# Arborist on the Move.



## highclimber47 (Apr 2, 2008)

I am a Arborist in Salt Lake City looking to take the next step in my career. I have worked with smaller companies in the past, now I am looking for more security with a larger, more established company. My young family has done quite a bit of moving around, and are looking to settle down for a few years.

I have been climbing trees for three years, with a lifetime rock climbing experience as a solid foundation. As a climber I have removed giant Cottonwoods over million dollar homes and finely pruned Japanese Maples in immaculate landscapes. I am a dynamic climber focused on moving safely, efficiently, and mitigating my impact on the tree through the use of any tool at my disposal. Competition and recreational climbing is also a big interest of mine. At last years Utah Tree Climbing Championship I placed second in the state in the masters challenge. I plan on testing for my ISA arborist and tree worker certifications this spring. 

My family is looking to relocate, and we are open to offers national or international. Highly ethical pruning standards, competitive pay, and health insurance are a must. I want to be working for company that does not allow any form of improper pruning, and is truly working to improve the community. 

If it looks like a potential fit let me know and I can furnish a resume, and letters of recommendation. 

Tracy Brandt 
[email protected]


----------



## Thillmaine (Apr 2, 2008)

*PM SEnt*

private message sent


----------
--------------------
REQUIREMENT A:
Based on the forum thread, is each statement true? Answer yes or no, and quote the words from the thread that decide it.
(i) The first poster has been climbing trees for five years.
(ii) The first poster placed second in the masters challenge at the Utah Tree Climbing Championship.
(iii) The first poster will only take a job in Utah.

EXERCISE MATERIALS:
--------------------
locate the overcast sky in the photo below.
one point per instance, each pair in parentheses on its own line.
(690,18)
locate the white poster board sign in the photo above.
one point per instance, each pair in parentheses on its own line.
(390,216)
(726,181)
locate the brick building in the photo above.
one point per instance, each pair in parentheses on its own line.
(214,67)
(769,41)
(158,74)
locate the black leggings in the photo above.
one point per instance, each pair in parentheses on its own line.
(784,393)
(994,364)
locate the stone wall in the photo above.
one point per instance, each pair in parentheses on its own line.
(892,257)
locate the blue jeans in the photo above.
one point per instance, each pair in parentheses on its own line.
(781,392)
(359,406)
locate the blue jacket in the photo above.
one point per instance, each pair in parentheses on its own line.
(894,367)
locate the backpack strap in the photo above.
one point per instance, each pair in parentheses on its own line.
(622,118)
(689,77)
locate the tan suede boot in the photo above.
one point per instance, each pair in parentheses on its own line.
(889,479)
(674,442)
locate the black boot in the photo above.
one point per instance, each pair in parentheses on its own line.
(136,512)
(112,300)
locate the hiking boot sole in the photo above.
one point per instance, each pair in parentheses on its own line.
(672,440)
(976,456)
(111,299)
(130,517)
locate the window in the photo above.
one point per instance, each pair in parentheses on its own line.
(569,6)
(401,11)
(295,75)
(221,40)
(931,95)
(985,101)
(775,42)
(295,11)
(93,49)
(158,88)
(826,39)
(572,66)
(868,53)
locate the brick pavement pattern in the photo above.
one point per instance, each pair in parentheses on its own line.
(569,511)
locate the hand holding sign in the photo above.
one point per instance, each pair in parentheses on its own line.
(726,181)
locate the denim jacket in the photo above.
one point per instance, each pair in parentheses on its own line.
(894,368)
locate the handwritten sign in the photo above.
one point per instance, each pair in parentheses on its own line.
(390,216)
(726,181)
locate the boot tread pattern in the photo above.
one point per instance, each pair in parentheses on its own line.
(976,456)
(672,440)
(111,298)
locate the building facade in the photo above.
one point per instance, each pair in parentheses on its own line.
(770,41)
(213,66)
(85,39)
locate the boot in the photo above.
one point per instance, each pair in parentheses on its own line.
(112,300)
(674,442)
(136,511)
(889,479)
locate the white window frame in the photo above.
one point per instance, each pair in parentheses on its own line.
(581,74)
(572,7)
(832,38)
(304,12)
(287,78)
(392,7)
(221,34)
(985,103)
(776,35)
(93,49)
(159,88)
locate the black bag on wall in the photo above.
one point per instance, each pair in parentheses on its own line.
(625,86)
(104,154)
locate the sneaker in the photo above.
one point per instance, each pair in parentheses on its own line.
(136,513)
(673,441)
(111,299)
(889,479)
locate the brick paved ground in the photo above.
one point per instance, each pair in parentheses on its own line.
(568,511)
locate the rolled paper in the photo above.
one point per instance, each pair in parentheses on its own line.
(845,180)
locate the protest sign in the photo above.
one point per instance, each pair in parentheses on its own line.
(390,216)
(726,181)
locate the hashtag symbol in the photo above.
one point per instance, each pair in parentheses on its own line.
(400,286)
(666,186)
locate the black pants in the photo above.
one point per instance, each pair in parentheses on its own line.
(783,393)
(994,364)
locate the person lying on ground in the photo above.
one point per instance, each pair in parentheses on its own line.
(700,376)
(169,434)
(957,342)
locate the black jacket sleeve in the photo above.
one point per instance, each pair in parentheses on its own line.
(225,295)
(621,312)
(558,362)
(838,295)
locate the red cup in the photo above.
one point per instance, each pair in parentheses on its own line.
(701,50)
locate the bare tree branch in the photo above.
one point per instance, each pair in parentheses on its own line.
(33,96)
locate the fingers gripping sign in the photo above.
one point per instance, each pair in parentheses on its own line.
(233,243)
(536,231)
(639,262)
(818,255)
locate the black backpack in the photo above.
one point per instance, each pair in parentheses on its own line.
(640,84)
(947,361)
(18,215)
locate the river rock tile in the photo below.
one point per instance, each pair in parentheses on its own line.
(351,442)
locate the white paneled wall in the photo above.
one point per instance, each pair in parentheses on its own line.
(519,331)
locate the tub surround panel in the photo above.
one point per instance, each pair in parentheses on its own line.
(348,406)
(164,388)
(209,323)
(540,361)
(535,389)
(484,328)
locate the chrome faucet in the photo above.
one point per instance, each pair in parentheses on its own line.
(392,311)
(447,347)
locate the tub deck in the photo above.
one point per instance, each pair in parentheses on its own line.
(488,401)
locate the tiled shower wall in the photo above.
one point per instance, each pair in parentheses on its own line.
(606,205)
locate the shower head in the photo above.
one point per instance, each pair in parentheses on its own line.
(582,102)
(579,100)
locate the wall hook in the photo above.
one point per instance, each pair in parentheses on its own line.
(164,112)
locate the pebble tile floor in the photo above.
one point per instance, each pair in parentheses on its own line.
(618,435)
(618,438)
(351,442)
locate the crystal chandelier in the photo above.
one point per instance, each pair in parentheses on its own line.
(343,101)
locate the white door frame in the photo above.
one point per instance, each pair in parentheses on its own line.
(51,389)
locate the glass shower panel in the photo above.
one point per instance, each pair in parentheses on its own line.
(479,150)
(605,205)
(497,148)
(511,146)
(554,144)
--------------------
REQUIREMENT B: Turn the part of the rows that starts with the line containing "locate the tiled" and runs to the end of the rows into a numbered list, one line per item, with blank lines left out.

FINAL RESULT A:
(i) No: "I have been climbing trees for three years"
(ii) Yes: "At last years Utah Tree Climbing Championship I placed second in the state in the masters challenge."
(iii) No: "we are open to offers national or international"

FINAL RESULT B:
1. locate the tiled shower wall in the photo above.
2. one point per instance, each pair in parentheses on its own line.
3. (606,205)
4. locate the shower head in the photo above.
5. one point per instance, each pair in parentheses on its own line.
6. (582,102)
7. (579,100)
8. locate the wall hook in the photo above.
9. one point per instance, each pair in parentheses on its own line.
10. (164,112)
11. locate the pebble tile floor in the photo above.
12. one point per instance, each pair in parentheses on its own line.
13. (618,435)
14. (618,438)
15. (351,442)
16. locate the crystal chandelier in the photo above.
17. one point per instance, each pair in parentheses on its own line.
18. (343,101)
19. locate the white door frame in the photo above.
20. one point per instance, each pair in parentheses on its own line.
21. (51,389)
22. locate the glass shower panel in the photo above.
23. one point per instance, each pair in parentheses on its own line.
24. (479,150)
25. (605,205)
26. (497,148)
27. (511,146)
28. (554,144)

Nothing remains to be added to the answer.